▶ The request:
Extract all of the entries and give them again, word for word.

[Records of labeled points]

-----

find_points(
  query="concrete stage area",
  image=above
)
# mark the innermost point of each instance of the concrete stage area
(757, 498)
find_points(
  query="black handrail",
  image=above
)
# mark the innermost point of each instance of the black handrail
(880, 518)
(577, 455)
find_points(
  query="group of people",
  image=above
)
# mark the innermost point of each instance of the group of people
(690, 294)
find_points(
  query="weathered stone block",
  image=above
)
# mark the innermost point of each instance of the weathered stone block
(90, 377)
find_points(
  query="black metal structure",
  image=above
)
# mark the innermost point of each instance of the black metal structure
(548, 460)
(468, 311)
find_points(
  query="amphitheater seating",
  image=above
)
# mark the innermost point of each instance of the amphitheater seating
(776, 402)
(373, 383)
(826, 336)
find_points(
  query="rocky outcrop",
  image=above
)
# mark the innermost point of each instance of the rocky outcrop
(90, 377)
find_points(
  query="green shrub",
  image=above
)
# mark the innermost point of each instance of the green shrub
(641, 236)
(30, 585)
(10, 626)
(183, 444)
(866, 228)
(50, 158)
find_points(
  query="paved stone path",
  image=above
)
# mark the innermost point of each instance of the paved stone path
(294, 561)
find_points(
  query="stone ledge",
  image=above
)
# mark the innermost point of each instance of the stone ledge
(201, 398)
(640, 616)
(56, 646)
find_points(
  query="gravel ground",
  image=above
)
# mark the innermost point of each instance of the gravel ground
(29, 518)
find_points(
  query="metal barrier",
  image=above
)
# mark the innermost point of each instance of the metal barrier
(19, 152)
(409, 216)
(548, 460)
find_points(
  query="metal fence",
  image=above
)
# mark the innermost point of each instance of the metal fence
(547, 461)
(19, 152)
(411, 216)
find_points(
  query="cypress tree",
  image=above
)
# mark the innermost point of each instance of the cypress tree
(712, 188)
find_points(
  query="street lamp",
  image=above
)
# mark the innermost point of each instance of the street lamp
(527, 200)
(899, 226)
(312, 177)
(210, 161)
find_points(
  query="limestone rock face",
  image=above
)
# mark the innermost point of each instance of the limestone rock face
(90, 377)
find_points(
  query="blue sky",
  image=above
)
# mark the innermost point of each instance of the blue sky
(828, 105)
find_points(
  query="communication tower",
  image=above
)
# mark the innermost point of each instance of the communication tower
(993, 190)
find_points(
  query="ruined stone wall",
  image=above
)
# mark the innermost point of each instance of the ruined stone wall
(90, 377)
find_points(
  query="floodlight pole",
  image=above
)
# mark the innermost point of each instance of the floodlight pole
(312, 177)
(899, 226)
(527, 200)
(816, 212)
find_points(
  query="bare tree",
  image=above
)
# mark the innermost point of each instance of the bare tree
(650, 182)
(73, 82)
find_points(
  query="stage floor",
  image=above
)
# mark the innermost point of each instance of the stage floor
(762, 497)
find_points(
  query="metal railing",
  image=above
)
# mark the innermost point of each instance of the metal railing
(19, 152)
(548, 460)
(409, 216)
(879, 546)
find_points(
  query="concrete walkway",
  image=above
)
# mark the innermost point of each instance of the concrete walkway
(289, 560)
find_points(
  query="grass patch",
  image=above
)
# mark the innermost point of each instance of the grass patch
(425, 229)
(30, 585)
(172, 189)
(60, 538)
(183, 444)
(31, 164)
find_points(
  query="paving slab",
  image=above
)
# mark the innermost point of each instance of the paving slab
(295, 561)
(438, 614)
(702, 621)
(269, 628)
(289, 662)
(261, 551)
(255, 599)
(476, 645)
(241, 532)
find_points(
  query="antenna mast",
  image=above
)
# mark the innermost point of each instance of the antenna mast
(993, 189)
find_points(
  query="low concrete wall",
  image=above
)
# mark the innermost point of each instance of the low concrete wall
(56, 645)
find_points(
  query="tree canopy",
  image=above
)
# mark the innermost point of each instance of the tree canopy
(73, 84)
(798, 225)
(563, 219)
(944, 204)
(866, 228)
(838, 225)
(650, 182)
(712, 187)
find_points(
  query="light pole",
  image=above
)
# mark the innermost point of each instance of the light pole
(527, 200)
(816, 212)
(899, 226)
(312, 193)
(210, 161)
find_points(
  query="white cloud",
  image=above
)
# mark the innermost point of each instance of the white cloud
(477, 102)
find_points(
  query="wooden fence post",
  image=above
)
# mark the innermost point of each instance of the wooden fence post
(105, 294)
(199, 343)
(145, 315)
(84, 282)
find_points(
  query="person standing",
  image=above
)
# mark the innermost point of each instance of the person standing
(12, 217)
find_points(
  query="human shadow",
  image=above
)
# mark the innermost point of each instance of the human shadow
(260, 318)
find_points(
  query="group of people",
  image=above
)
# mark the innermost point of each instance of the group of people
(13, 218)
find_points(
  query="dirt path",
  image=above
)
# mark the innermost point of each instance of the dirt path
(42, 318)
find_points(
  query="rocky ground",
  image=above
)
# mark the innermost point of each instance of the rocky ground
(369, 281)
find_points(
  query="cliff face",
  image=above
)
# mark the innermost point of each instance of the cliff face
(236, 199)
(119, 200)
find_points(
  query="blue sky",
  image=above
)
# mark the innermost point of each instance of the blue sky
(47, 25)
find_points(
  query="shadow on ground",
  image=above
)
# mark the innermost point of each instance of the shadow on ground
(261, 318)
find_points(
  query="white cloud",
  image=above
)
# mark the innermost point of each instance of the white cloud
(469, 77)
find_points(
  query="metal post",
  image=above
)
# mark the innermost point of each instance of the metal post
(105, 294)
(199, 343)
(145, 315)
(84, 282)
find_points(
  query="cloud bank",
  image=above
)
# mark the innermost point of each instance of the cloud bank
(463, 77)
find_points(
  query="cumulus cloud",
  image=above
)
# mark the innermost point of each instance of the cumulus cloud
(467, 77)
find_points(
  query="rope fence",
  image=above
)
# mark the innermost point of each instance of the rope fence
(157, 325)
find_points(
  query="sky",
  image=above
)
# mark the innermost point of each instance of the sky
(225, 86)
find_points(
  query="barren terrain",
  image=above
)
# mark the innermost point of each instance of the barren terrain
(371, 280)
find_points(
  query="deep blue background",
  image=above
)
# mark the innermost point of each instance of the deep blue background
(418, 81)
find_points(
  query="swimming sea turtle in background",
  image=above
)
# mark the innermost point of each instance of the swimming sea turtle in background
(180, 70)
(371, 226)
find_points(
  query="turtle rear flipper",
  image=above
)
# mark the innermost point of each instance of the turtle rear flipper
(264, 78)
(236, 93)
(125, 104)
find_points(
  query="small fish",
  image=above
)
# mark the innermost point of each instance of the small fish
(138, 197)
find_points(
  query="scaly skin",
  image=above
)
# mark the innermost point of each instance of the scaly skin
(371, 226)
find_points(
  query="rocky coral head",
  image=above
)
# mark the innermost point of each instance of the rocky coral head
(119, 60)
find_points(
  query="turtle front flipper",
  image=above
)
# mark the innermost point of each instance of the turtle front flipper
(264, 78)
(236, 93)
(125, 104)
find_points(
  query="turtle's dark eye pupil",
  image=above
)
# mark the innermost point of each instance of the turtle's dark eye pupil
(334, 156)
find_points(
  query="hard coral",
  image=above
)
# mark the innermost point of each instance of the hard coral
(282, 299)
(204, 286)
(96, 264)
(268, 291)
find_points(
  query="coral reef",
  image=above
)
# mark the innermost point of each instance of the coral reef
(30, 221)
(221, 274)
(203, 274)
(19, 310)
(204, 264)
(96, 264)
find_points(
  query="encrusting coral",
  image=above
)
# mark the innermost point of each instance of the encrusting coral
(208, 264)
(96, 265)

-----

▶ The reply:
find_points(
  query="concrete stage area",
  image=above
)
# mark the innermost point of each instance of the concrete stage area
(757, 498)
find_points(
  query="black handrail",
  image=above
)
# mark the innermost point of each instance of the black handrail
(880, 518)
(577, 455)
find_points(
  query="group of people",
  image=above
)
# mark the innermost point of each instance of the group of people
(690, 294)
find_points(
  query="weathered stone block",
  image=above
)
# mark the innermost point of each instance of the weathered stone block
(90, 377)
find_points(
  query="black metal structure",
  image=above
)
# mark the innermost point of each instance of the black metal structure
(548, 460)
(468, 311)
find_points(
  query="amphitheater seating",
  image=above
)
# mark the innermost point of each instance of the amphitheater seating
(776, 402)
(373, 383)
(826, 336)
find_points(
  query="rocky outcrop",
  image=above
)
# mark the innermost point of each instance of the rocky outcrop
(90, 377)
find_points(
  query="green shrub",
  image=above
)
# mark the innermost point of each instance of the green shrub
(641, 236)
(30, 585)
(10, 626)
(183, 444)
(866, 228)
(50, 158)
find_points(
  query="paved stone path",
  image=above
)
# mark the innermost point of each instance of the paved stone path
(294, 561)
find_points(
  query="stone ledge",
  image=above
)
# mark the innermost point of each instance of the stone ledge
(201, 398)
(640, 616)
(56, 646)
find_points(
  query="gravel ground",
  image=above
)
# mark the innermost point of each instance of the gravel ground
(29, 518)
find_points(
  query="metal barrier",
  image=above
)
# mark the innermost point of each instance of the metal barrier
(19, 152)
(409, 216)
(548, 460)
find_points(
  query="metal fence",
  image=above
)
# mark the innermost point of each instance of the metal fence
(547, 461)
(19, 152)
(411, 216)
find_points(
  query="cypress tree",
  image=above
)
# mark the innermost point of each instance of the cypress tree
(712, 188)
find_points(
  query="street lamp",
  image=above
)
# mark the innermost point of each instance of the street lamp
(527, 200)
(899, 226)
(312, 177)
(210, 161)
find_points(
  query="limestone rock face",
  image=above
)
# mark the innermost point of each instance of the limestone rock face
(90, 377)
find_points(
  query="blue sky",
  image=above
)
# mark the innermost point of each instance of the blue sky
(828, 105)
find_points(
  query="communication tower",
  image=above
)
# mark the innermost point of each instance of the communication tower
(993, 190)
find_points(
  query="ruined stone wall",
  image=above
)
# mark the innermost point of each instance of the ruined stone wall
(90, 377)
find_points(
  query="floodlight pole",
  image=above
)
# mark the innermost point of each instance of the floodlight pole
(312, 177)
(899, 226)
(527, 200)
(816, 212)
find_points(
  query="bare tree",
  image=above
)
# mark the innermost point of each instance of the bare tree
(650, 182)
(73, 82)
find_points(
  query="stage floor",
  image=above
)
# mark the innermost point of each instance of the stage floor
(762, 497)
find_points(
  query="metal railing",
  image=above
)
# mark the innermost point of each instance of the metal railing
(19, 152)
(548, 460)
(409, 216)
(879, 546)
find_points(
  query="concrete walkway",
  image=above
)
# mark the innermost point of each instance of the concrete walkway
(289, 560)
find_points(
  query="grass patch",
  image=above
)
# mark the innermost point of each instance of the grass patch
(425, 229)
(30, 585)
(172, 189)
(60, 538)
(183, 444)
(31, 164)
find_points(
  query="paving slab",
  image=above
)
# mark the innermost point of each instance of the paving slab
(295, 561)
(438, 614)
(702, 621)
(269, 628)
(289, 662)
(261, 551)
(255, 599)
(476, 645)
(241, 532)
find_points(
  query="antenna mast",
  image=above
)
# mark the innermost point of each instance of the antenna mast
(993, 189)
find_points(
  query="low concrete wall",
  image=above
)
# mark the innermost point of each instance of the low concrete wall
(56, 645)
find_points(
  query="tree canopy",
  image=above
)
# mark the innermost point of each instance of the tree canopy
(73, 84)
(798, 225)
(563, 219)
(944, 204)
(866, 228)
(838, 225)
(650, 182)
(712, 187)
find_points(
  query="light pole",
  image=above
)
# mark the innermost point of each instance of the light pole
(527, 200)
(816, 212)
(899, 226)
(312, 193)
(210, 161)
find_points(
  query="white cloud",
  image=above
)
# mark the innermost point of each instance of the white cloud
(477, 102)
find_points(
  query="wooden fence post",
  image=above
)
# mark the innermost point of each instance of the wooden fence post
(105, 294)
(199, 343)
(145, 315)
(84, 282)
find_points(
  query="person standing",
  image=above
)
# mark the innermost point of each instance of the person standing
(12, 217)
find_points(
  query="human shadow",
  image=above
)
# mark the innermost point of each instance of the human shadow
(260, 318)
find_points(
  query="group of people",
  image=above
)
# mark the innermost point of each instance of the group of people
(13, 218)
find_points(
  query="dirt path",
  image=above
)
# mark the innermost point of each instance of the dirt path
(42, 318)
find_points(
  query="rocky ground",
  image=above
)
# mark the innermost point of each instance of the rocky ground
(369, 281)
find_points(
  query="cliff face",
  image=above
)
# mark the innermost point of each instance of the cliff face
(236, 199)
(119, 200)
find_points(
  query="blue sky",
  image=above
)
# mark the innermost point of each instance of the blue sky
(47, 25)
find_points(
  query="shadow on ground",
  image=above
)
# mark the innermost point of each instance of the shadow on ground
(261, 318)
find_points(
  query="white cloud",
  image=above
)
# mark the innermost point of each instance of the white cloud
(469, 77)
find_points(
  query="metal post",
  image=above
)
# mark the innermost point of each instance of the metal post
(105, 294)
(199, 343)
(145, 315)
(84, 282)
find_points(
  query="cloud bank",
  image=above
)
# mark the innermost point of each instance of the cloud bank
(463, 77)
find_points(
  query="cumulus cloud",
  image=above
)
# mark the innermost point of each instance of the cumulus cloud
(467, 77)
find_points(
  query="rope fence",
  image=above
)
# mark the innermost point of each instance of the rope fence
(157, 325)
find_points(
  query="sky",
  image=above
)
# mark the innermost point of each instance of the sky
(225, 86)
find_points(
  query="barren terrain",
  image=above
)
# mark the innermost point of each instance of the barren terrain
(371, 280)
find_points(
  query="deep blue background",
  image=above
)
# mark the innermost point of each instance of the deep blue background
(418, 81)
find_points(
  query="swimming sea turtle in background",
  image=above
)
# mark the innermost point of each instance of the swimming sea turtle in background
(180, 70)
(371, 226)
find_points(
  query="turtle rear flipper",
  image=above
)
# mark the innermost point of each instance of the turtle rear flipper
(264, 78)
(236, 93)
(125, 104)
find_points(
  query="small fish",
  image=above
)
# mark the innermost point of each instance of the small fish
(138, 197)
find_points(
  query="scaly skin",
  image=above
)
# mark the innermost point of each instance of the scaly skin
(371, 226)
find_points(
  query="rocky coral head",
  image=above
)
# mark the innermost point of each instance of the rocky coral head
(119, 60)
find_points(
  query="turtle front flipper",
  image=above
)
# mark the innermost point of each instance of the turtle front flipper
(264, 78)
(236, 93)
(125, 104)
find_points(
  query="turtle's dark eye pupil",
  image=above
)
# mark the innermost point of each instance of the turtle's dark eye pupil
(334, 156)
find_points(
  query="hard coral",
  image=above
)
# mark the innermost point of each instance of the hard coral
(282, 299)
(204, 286)
(96, 264)
(268, 291)
find_points(
  query="coral reef",
  image=above
)
# mark the innermost point of each instance of the coral reef
(30, 221)
(221, 274)
(203, 274)
(19, 310)
(204, 264)
(96, 264)
find_points(
  query="encrusting coral",
  image=above
)
# mark the innermost point of each instance of the encrusting coral
(208, 264)
(96, 265)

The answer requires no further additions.